Ensemble attack: Meta classifier pipeline #37

sarakodeiri · 2025-09-16T21:51:34Z

Short Description

Clickup Ticket(s): (https://app.clickup.com/t/868fm2hg6)

Both choices of meta classifiers can be trained and saved as pickle files. Predictions can also be done and evaluated with using TPR@FPR. The PR includes preprocessing methods for getting training features as well (e.g. Gower distance, the DOMIAS method.)

Things to note:

The pipeline has been tested with the data provided by the original repository which is very small in size. Other thorough tests are required when all parts of the pipeline are finalized.
The original repository has an "iteration" count and doesn't use it properly. The same has been implemented here.
This implementation is loyal to the original repository about DOMIAS as well, but it might be better if DOMIAS is used only for non-categorical data, which is something to be tested after the pipeline has been finalized as well.

Tests Added

Tests have been added for appropriate model fitting, data preprocessing, and the prediction function.

* Add XGBoost training pipeline * Add XGBoost and LR pipeline * Metaclassifier training finalized

…te/midst-toolkit into sk/meta_classifier

lotif

Lots of comments, but mostly on small things :)

lotif · 2025-09-18T20:02:44Z

examples/ensemble_attack_example/config.yaml

+        "categories": [
+            "0",
+            "1",
+              "2",


Indentation is inconsistent from this line until the end of the array.

LISTED ENTRIES:
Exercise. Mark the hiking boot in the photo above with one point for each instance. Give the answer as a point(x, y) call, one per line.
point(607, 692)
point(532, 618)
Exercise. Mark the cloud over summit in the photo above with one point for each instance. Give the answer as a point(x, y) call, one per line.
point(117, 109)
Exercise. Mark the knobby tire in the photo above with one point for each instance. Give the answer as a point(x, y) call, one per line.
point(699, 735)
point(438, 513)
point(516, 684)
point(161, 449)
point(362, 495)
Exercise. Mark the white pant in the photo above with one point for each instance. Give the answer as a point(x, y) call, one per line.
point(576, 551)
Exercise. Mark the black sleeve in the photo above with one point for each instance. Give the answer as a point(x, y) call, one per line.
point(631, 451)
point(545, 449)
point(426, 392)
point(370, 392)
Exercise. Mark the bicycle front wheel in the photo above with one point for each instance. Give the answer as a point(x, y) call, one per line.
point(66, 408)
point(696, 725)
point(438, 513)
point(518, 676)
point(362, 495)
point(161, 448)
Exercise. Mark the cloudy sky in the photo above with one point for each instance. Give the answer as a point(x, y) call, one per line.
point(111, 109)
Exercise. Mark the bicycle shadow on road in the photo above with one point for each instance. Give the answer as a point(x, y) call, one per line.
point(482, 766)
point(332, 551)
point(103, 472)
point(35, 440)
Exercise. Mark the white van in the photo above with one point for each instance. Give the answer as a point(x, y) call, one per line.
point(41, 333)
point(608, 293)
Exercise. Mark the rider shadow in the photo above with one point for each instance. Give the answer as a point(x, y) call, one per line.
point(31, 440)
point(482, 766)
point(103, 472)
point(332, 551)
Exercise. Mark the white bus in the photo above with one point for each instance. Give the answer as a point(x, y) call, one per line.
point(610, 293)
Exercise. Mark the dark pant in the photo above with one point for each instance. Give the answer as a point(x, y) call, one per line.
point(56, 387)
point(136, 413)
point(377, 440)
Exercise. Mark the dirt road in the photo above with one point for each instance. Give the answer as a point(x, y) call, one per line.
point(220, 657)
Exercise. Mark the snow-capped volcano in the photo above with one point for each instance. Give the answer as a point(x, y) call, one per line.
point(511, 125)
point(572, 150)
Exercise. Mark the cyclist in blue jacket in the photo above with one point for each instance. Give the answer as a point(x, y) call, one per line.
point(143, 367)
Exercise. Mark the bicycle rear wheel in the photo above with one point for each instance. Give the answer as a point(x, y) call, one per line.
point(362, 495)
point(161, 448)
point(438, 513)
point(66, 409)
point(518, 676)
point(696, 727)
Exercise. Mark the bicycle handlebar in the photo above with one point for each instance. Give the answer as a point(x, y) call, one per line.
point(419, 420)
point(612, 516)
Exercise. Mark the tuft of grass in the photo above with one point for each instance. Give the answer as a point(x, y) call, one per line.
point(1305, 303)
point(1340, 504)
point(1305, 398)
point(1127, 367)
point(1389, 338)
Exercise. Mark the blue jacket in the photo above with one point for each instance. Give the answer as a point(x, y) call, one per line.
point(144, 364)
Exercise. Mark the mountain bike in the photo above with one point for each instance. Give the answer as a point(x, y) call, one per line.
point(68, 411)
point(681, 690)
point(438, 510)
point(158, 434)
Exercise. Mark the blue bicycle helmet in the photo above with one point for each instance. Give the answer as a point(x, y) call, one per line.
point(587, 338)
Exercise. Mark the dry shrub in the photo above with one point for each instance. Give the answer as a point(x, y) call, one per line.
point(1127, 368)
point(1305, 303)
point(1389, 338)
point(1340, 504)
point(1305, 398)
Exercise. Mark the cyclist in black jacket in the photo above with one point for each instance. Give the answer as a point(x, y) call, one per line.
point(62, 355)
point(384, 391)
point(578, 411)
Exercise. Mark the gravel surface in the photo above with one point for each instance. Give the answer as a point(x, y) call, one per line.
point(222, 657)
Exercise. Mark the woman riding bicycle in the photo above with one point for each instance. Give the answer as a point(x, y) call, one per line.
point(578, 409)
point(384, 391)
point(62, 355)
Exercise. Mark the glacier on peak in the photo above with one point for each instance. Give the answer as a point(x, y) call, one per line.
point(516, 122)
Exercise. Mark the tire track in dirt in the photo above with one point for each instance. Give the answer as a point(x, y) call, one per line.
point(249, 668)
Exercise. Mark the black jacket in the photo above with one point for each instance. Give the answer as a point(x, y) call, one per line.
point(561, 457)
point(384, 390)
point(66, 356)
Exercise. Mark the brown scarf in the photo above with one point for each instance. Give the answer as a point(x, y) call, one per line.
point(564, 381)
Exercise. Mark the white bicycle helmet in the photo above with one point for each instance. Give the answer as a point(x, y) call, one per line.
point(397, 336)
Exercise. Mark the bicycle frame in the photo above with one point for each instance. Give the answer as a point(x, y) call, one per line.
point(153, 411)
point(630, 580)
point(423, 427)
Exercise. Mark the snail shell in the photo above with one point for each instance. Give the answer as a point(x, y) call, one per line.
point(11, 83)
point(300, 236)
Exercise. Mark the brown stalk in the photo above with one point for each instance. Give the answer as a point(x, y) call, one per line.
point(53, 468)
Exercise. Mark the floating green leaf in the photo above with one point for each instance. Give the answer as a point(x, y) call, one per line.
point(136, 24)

WHAT THE TASK ASKS: Please put this sentence from the meta classifier pull request into Spanish: "Tests have been added for appropriate model fitting, data preprocessing, and the prediction function." The listing comes from a separate source.

SOLUTION: Se han añadido pruebas para el ajuste adecuado del modelo, el preprocesamiento de datos y la función de predicción.